La Argentina es notoria por lo veleidosa que es la opinión pública. Abundan los dirigentes que después de disfrutar de niveles de aprobación asombrosamente elevados se vieron transformados de súbito en cadáveres políticos despreciados por sus ex admiradores. No está escrito que a Kirchner le espere tal destino, pero si quiere ahorrárselo no le convendría perder los estribos tomando cada contratiempo por un agravio personal imperdonable y ofuscarse por la supuesta ingratitud de la gente. Le guste o no le guste, la política democrática es así. Son los gajes de un oficio que no es ni para los hipersensibles ni para los incapaces de tolerar el disenso. En la actualidad, los mandatarios de todos los países, incluyendo a las dictaduras, tienen que cuidar mucho la imagen: si aparecen grietas, su autoridad puede esfumarse por ellas a una velocidad desconcertante.
Kirchner tiene motivos de sobra para sentirse sumamente preocupado por lo que está ocurriendo en Santa Cruz. No sólo es su provincia natal, también es un feudo que ha dominado durante lustros y que imaginaba le sería leal por los siglos de los siglos. Por lo demás, se trata de un lugar cuyos habitantes lo conocen bastante bien. Sería por lo tanto natural que se preguntara qué sucedería si en el resto del país los ciudadanos llegaran a la misma conclusión que los santacruceños que, según parece, están hartos del kirchnerato y, lo que es peor aún, no temen decirlo de forma tan contundente que ya merece la atención internacional.
Como tuvieron ocasión de aprender los antecesores de Kirchner en la Casa Rosada, tarde o temprano llega un momento en que parece que las crisis están brotando en todas partes. Además de la algarada santacruceña protagonizada por los docentes y fogoneada, cree, por el obispo local, Juan Carlos Romanín, el Presidente está procurando impedir que el affaire de Skanska haga pensar que su gobierno es tan corrupto como el que más y que estimule el interés de los medios, y de la gente, en el enriquecimiento repentino de sus amigos en Santa Cruz, en las presuntas andanzas de ciertos integrantes del Gabinete y, desde luego, en el paradero de aquellos fondos de Santa Cruz que fueron trasladados más allá del alcance de los pesificadores antes del desplome de 2002. Por lo pronto, la mayoría ha preferido dar a los kirchneristas el beneficio de toda duda concebible, pero no hay ninguna garantía de que la permisividad así supuesta dure mucho tiempo más.
☆ ☆ ☆ ☆
Consigna 1: Imprime sin cambios el fragmento del texto sobre Kirchner que va de "Kirchner tiene motivos" a "la atención internacional.".
☆ ☆ ☆ ☆
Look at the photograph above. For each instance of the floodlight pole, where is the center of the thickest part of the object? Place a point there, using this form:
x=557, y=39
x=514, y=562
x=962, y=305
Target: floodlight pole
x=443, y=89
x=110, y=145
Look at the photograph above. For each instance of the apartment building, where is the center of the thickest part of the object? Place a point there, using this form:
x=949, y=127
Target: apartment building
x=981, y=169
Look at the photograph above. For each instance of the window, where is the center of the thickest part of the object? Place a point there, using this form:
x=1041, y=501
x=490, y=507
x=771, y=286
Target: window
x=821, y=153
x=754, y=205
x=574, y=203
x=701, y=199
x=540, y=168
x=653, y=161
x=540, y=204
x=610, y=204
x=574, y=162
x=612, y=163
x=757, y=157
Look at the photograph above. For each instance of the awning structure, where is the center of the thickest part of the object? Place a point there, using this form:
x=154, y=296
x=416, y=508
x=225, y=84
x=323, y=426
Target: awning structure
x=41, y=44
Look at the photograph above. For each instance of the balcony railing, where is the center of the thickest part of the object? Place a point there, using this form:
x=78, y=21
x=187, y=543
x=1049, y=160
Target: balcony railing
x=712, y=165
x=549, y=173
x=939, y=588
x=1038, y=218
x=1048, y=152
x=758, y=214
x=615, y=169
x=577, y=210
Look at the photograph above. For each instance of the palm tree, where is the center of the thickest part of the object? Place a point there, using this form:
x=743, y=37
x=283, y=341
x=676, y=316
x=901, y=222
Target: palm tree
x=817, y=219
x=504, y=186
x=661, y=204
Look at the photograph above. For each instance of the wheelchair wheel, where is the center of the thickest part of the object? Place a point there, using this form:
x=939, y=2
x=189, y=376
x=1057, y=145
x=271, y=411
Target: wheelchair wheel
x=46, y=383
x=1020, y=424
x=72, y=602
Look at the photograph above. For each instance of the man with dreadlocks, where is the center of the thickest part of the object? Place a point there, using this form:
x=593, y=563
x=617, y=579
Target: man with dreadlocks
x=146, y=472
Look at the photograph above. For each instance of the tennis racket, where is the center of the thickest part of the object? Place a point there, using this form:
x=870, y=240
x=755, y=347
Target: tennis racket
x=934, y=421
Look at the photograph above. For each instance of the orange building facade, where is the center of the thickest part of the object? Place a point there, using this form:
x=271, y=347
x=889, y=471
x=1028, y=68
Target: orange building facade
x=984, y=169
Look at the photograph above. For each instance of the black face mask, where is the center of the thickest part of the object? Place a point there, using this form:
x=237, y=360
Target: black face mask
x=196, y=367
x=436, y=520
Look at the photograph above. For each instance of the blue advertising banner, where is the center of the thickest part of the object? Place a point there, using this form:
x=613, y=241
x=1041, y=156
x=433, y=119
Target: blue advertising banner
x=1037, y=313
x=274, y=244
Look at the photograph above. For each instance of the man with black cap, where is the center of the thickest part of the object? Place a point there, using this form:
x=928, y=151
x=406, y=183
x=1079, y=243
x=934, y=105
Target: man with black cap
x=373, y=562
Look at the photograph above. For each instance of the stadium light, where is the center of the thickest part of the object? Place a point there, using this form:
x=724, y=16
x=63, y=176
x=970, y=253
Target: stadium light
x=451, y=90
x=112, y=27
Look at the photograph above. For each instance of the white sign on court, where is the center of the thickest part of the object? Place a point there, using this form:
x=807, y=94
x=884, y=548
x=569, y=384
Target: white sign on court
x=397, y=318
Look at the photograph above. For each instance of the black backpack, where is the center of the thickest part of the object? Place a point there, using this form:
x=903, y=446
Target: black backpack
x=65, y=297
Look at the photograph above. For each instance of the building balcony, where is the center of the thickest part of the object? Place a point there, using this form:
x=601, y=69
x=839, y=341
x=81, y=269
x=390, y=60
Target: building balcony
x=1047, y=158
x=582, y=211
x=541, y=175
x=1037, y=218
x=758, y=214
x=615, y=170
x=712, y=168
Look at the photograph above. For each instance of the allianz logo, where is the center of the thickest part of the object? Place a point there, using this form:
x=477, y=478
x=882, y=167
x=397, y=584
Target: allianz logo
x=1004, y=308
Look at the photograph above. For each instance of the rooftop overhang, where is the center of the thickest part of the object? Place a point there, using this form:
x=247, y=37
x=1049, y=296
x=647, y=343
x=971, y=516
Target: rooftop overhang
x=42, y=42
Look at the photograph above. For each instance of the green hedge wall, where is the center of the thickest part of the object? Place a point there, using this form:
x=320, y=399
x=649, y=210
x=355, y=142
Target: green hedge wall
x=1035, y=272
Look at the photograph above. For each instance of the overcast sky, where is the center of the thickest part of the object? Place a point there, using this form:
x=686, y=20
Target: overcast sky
☆ ☆ ☆ ☆
Consigna 2: Identifica y copia cada línea del listado que contenga la palabra "face", distinguiendo entre mayúsculas y minúsculas.

Respuesta escrita 1:
Kirchner tiene motivos de sobra para sentirse sumamente preocupado por lo que está ocurriendo en Santa Cruz. No sólo es su provincia natal, también es un feudo que ha dominado durante lustros y que imaginaba le sería leal por los siglos de los siglos. Por lo demás, se trata de un lugar cuyos habitantes lo conocen bastante bien. Sería por lo tanto natural que se preguntara qué sucedería si en el resto del país los ciudadanos llegaran a la misma conclusión que los santacruceños que, según parece, están hartos del kirchnerato y, lo que es peor aún, no temen decirlo de forma tan contundente que ya merece la atención internacional.

Respuesta escrita 2:
Look at the photograph above. For each instance of the black face mask, where is the center of the thickest part of the object? Place a point there, using this form:
Target: black face mask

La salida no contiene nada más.